● Instructions to follow:
Copy out the records exactly, starting at the line with "cobblestone pavement -> box" and continuing through the last line of the records.

### Given data

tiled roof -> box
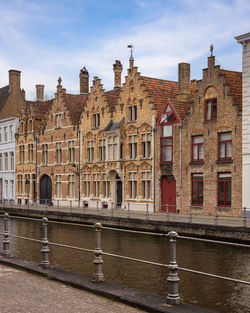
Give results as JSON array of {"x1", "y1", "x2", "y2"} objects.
[
  {"x1": 64, "y1": 94, "x2": 88, "y2": 124},
  {"x1": 0, "y1": 86, "x2": 9, "y2": 111},
  {"x1": 220, "y1": 70, "x2": 242, "y2": 111},
  {"x1": 104, "y1": 88, "x2": 121, "y2": 111},
  {"x1": 141, "y1": 76, "x2": 198, "y2": 119}
]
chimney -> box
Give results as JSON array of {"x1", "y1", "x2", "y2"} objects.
[
  {"x1": 36, "y1": 85, "x2": 44, "y2": 101},
  {"x1": 178, "y1": 63, "x2": 190, "y2": 94},
  {"x1": 79, "y1": 66, "x2": 89, "y2": 93},
  {"x1": 9, "y1": 70, "x2": 21, "y2": 91},
  {"x1": 113, "y1": 60, "x2": 122, "y2": 89}
]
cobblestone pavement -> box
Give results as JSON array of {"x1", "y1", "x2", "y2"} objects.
[{"x1": 0, "y1": 265, "x2": 145, "y2": 313}]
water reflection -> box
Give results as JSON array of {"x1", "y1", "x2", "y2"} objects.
[{"x1": 1, "y1": 220, "x2": 250, "y2": 313}]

######

● Solution for this task:
cobblestone pavement -> box
Give results as JSON array of {"x1", "y1", "x2", "y2"} objects.
[{"x1": 0, "y1": 265, "x2": 145, "y2": 313}]
water reflection -> box
Give results as JSON array of {"x1", "y1", "x2", "y2"} objects.
[{"x1": 1, "y1": 220, "x2": 250, "y2": 313}]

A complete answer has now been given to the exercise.